- TAREFAS A REALIZAR
a) Quantos pisos de exposição tem o interior do museu descrito no excerto fornecido?
b) Nas linhas, reescreva o trecho desde a linha que contém "of the concrete" até à linha que contém "x=240, y=398", ambas incluídas, trocando "concrete plaza pavement" por "stone plaza pavement" e mantendo todo o resto igual. Não inclua as imagens na resposta.

╭─ EXCERTO FORNECIDO

No interior, há seis pisos de exposição, alicerçados por uma coluna de elevadores, quatro terraços, salas para performances e projecções, uma biblioteca, salas de leitura, uma oficina de restauro, café e a possibilidade de transformar grandes espaços abertos em pequenas galerias mais intimistas. Toda a luz que entra agora e ilumina o ambiente da grande exposição pode ser trabalhada e essa versatilidade é uma das grandes jogadas da ideia de espaço tal como a concebeu aqui Renzo Piano.

São sete da tarde, faltam três dias para a inauguração oficial, mas há carros a estacionar, seguranças a abrir portas, há visitantes nesta que é a quarta morada do museu e que marca o regresso do Whitney à Baixa da cidade depois de 49 anos no Upper East Side, no Breuer Building, da Madison Avenue, brevemente um novo pólo do Metropolitan Museum of Art. É a primeira vez em quase 50 anos que se assiste a uma mudança de casa de um dos quatro grandes museus de Nova Iorque — “o poderoso Met, o estrelado Modern [MoMA] e o vulgar Gugghenhein”, para citar o crítico da New Yorker Peter Schjeldahl, numa ironia maldosa, mas indicativa da crítica que atravessa algumas opções programáticas do grande quarteto de Manhattan. A última vez aconteceu em 1966, quando precisamente o Whitney deixou as instalações na rua 54 para se instalar na Madison.

╰─
╭─ LINHAS A PROCESSAR

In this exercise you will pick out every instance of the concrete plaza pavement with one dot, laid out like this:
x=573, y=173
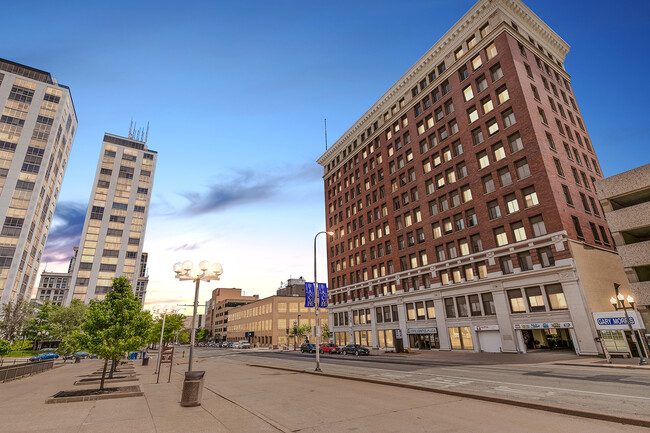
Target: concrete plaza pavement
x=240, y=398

╰─
╭─ LINHAS A PROCESSAR

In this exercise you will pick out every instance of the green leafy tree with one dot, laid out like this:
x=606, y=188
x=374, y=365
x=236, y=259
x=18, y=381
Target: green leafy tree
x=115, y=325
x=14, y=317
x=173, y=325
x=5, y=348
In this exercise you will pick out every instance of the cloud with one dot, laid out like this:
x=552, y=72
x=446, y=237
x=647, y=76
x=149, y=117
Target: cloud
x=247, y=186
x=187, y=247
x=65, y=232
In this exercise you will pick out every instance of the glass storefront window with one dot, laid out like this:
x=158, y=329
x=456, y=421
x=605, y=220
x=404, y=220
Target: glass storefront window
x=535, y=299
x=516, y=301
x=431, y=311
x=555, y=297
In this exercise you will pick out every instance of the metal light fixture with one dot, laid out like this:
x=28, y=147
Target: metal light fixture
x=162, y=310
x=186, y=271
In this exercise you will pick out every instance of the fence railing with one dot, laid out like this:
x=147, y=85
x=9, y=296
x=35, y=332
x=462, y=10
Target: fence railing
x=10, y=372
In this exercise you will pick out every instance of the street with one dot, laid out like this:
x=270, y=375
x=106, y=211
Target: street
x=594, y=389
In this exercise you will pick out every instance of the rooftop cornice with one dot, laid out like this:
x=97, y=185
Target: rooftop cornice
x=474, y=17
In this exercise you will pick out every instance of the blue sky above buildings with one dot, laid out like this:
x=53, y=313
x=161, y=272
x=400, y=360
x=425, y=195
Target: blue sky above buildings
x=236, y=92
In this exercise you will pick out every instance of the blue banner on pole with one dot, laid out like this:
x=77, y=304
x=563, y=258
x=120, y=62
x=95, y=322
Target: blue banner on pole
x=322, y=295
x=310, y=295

╰─
╭─ LINHAS A PROCESSAR

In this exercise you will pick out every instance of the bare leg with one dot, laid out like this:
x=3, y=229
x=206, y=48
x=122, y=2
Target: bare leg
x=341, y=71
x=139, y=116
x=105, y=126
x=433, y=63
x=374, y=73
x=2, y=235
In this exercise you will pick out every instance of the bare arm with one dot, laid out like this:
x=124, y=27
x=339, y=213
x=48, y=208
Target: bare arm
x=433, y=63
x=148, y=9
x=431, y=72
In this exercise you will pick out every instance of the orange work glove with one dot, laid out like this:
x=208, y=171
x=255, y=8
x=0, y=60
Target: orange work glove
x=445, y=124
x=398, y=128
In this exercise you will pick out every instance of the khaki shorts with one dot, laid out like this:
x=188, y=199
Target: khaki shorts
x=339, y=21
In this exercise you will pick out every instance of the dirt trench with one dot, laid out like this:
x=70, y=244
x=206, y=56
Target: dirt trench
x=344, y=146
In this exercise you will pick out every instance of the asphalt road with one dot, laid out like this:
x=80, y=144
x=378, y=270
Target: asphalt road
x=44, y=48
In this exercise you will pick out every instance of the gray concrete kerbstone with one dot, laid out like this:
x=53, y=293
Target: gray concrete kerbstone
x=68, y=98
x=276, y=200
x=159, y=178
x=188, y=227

╰─

- RESULTADOS DAS TAREFAS
a) Seis pisos de exposição.

b)
In this exercise you will pick out every instance of the stone plaza pavement with one dot, laid out like this:
x=573, y=173
Target: stone plaza pavement
x=240, y=398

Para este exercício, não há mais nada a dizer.